*What is being asked*. Write the next part of the article about NYU-Poly's 2012 commencement ceremony, picking up after its final sentence.

In a Graduation State of Mind: Commencement Exercises of 2012 Celebrate Newest Alumni

Donning uncharacteristic black shades, Jerry Hultin, president of the Polytechnic Institute of New York University (NYU-Poly), took leave of the graduating Class of 2012 from the center podium of Avery Fisher Hall at Lincoln Center last Friday, saying, “Engineers rock,” before striding over to a Yamaha synthesizer to his right. There he played a rollicking tune by blues master Willie Dixon—done by way of Muddy Waters, Hultin said—before the loudspeaker segued into hip-hop mogul Jay-Z’s “Empire State of Mind” for the dais recessional. Students whooped as the song serenaded the exiting President, administration, faculty, staff and Honorary Degree recipient, Sam Pitroda, capping a morning of speeches that exhorted the graduates to aim for goals that benefit not just themselves, but those less fortunate.

Hultin had touched on that theme earlier in the ceremony in his address to the graduates. “We are depending on all of you,” he said. “The possibilities for you to literally change the world abound, so decide where you want to make your difference. You have the training and the skills now to succeed.”

Dataset entries:
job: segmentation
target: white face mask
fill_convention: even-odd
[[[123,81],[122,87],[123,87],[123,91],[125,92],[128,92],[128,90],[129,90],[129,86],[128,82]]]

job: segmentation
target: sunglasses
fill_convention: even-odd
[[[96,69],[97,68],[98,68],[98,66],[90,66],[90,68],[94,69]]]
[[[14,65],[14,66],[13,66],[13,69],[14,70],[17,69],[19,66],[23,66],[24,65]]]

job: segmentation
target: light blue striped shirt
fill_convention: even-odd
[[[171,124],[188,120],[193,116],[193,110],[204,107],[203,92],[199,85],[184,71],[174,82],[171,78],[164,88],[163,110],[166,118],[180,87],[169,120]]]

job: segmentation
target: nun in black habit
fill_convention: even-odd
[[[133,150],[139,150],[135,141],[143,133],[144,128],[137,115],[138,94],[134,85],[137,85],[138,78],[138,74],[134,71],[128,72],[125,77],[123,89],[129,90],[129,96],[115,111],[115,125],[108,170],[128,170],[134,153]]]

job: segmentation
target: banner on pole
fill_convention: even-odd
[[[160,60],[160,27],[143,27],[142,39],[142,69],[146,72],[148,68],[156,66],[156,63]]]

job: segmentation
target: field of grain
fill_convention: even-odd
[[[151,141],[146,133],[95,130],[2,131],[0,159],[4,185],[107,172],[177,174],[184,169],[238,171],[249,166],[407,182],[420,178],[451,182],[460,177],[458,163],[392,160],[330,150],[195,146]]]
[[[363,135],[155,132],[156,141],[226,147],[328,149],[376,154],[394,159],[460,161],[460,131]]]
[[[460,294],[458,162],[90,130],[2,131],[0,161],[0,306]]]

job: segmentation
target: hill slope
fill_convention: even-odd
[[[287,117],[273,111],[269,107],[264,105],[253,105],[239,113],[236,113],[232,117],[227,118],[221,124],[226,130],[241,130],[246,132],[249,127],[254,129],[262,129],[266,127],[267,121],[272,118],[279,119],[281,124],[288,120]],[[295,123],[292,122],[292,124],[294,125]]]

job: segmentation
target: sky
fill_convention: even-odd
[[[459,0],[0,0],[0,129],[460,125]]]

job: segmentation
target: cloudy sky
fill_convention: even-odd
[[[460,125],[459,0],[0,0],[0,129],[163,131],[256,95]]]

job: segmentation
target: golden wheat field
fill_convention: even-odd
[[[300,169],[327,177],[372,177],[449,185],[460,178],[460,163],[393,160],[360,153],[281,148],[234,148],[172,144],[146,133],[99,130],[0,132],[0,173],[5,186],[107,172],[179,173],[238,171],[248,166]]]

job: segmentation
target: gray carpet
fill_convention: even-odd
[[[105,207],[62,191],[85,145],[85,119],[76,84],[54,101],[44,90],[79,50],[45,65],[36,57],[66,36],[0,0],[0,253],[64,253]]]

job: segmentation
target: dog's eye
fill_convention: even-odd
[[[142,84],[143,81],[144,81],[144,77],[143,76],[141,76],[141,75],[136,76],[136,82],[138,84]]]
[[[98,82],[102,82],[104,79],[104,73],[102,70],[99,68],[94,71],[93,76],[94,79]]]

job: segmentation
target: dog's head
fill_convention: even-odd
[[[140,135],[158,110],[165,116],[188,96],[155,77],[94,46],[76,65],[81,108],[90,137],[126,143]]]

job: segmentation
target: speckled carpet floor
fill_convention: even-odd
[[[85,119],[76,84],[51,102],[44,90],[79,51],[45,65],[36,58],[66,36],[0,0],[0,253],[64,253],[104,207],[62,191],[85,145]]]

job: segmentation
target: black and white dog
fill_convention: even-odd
==
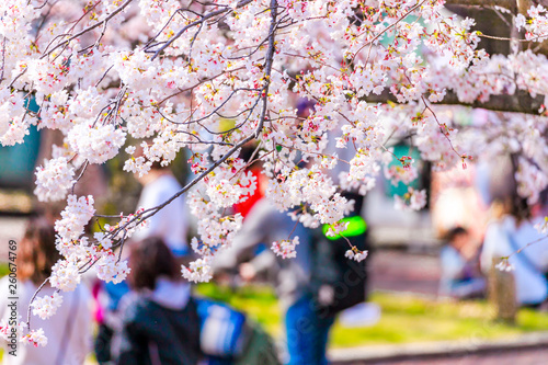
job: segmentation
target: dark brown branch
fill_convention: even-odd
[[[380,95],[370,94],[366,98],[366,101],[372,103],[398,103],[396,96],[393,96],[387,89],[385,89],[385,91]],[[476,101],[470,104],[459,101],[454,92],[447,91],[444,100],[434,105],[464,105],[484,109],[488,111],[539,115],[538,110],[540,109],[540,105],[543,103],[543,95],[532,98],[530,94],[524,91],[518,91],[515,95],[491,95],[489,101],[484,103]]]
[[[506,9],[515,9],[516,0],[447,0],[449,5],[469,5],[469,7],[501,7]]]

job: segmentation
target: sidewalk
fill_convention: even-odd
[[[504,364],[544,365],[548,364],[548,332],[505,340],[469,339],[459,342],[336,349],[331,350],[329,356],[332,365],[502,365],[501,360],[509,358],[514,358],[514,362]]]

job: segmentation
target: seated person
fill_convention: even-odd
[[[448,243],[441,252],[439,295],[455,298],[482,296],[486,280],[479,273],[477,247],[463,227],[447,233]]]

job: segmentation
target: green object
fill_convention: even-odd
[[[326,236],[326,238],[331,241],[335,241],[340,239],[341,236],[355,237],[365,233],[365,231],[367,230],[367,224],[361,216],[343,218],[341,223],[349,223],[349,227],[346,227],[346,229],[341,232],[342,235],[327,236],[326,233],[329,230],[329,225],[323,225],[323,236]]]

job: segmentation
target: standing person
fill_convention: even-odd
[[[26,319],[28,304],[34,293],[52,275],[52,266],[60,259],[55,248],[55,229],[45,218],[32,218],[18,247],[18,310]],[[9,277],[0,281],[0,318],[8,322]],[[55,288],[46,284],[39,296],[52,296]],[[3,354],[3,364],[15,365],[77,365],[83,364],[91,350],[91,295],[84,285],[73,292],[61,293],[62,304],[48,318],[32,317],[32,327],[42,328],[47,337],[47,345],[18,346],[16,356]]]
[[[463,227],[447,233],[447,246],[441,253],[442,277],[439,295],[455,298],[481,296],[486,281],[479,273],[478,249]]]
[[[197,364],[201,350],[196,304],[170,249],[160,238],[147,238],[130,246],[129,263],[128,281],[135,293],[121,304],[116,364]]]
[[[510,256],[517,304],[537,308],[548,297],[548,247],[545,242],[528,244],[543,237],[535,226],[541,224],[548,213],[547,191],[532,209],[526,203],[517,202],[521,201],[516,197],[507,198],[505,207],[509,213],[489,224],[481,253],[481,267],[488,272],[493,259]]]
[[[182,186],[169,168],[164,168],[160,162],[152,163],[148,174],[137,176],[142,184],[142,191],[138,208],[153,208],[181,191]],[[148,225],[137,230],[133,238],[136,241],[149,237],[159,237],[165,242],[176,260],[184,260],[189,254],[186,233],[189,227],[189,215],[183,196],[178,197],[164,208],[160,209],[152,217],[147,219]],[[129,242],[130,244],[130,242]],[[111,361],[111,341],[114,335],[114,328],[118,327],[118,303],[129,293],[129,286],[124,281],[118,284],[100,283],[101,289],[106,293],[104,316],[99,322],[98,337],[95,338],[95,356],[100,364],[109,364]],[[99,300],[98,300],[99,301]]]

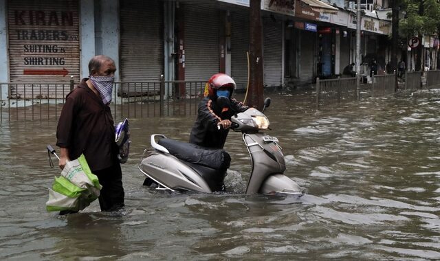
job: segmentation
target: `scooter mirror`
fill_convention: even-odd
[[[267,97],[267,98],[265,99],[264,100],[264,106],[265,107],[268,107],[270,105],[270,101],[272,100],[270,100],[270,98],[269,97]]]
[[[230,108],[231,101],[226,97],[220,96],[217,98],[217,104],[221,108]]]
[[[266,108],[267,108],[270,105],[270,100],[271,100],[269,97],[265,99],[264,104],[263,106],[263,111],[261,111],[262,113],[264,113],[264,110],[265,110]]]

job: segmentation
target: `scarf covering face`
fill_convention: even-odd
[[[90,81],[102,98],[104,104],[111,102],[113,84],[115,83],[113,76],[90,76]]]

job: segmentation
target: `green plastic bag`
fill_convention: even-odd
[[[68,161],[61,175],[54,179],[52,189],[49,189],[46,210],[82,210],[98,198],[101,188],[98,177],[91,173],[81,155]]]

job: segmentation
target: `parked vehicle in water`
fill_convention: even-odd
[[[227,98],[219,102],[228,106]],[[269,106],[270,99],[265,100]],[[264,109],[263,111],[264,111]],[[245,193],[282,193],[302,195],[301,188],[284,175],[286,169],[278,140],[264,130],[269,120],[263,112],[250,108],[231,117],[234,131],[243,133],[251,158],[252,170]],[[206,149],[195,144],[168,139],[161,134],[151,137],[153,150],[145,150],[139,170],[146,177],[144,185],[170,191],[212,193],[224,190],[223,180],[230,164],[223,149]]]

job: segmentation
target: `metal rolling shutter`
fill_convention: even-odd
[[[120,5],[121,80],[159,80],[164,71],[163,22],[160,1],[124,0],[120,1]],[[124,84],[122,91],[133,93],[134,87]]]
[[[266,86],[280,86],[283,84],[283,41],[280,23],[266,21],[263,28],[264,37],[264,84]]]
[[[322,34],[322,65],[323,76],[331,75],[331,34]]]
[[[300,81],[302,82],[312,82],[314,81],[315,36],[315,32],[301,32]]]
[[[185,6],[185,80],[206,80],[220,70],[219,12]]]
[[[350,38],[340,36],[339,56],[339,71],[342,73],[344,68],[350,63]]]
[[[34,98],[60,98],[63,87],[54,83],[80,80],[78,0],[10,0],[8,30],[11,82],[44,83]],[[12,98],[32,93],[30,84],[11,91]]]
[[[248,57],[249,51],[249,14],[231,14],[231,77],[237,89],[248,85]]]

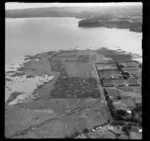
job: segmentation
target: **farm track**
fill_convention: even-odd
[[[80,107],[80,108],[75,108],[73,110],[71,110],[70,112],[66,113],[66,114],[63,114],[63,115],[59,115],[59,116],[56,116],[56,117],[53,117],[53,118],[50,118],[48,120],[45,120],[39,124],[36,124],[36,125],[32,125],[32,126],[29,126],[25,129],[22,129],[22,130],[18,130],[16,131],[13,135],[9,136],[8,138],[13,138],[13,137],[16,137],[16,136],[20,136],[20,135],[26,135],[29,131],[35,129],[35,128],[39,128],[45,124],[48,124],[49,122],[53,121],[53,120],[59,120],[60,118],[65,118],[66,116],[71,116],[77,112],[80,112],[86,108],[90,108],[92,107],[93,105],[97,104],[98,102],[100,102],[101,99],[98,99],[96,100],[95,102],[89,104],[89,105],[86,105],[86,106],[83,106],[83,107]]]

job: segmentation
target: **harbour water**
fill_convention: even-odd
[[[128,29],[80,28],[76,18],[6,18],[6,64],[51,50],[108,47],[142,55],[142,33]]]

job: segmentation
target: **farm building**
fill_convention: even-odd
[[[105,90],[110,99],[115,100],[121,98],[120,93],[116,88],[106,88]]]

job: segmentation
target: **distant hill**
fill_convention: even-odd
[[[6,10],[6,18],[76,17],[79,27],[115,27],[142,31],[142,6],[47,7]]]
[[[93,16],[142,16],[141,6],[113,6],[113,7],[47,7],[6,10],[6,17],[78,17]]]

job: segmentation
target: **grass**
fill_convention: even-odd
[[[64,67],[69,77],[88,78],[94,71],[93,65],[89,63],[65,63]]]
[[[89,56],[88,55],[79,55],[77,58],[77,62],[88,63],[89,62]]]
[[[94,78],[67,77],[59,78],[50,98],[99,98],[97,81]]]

*Output below*.
Hultin listed reminders of that training, mentioning NYU’s engineering centers in Abu Dhabi and Shanghai; NYU-Poly’s student-run Entrepreneurship and Innovation Association (EIA) — now at 400 student members and counting — and the new bioengineering and biomedical programs the Institute is developing, as well as the NYU Center for Urban Science and Progress (CUSP) soon to be housed next to NYU-Poly’s Brooklyn campus.

“The world we have delivered to you is full of challenges,” he told the graduating class, “but you are well positioned to solve them.”

Problem-solving was emphasized by Sam Pitroda, Advisor on Public Information Infrastructure and Innovation to India’s Prime Minister and recipient of this year’s honorary degree. In receiving the degree from Jeffrey Lynford, Vice Chair of NYU-Poly’s board of trustees, on behalf of NYU-Poly, Pitroda shared his humble beginnings with the audience — how he grew up in a rural Indian village with no schools, water or doctors; how his mother raised eight children who were all birthed at home; how he was the first in his family to receive a college degree. That personal history informed his later observations. 

“I have learned that the best brains in the world are busy solving the problems of the rich, who don’t really have problems to solve,” Pitroda said. “As a result, problems of the poor don’t get the talent [they] require.”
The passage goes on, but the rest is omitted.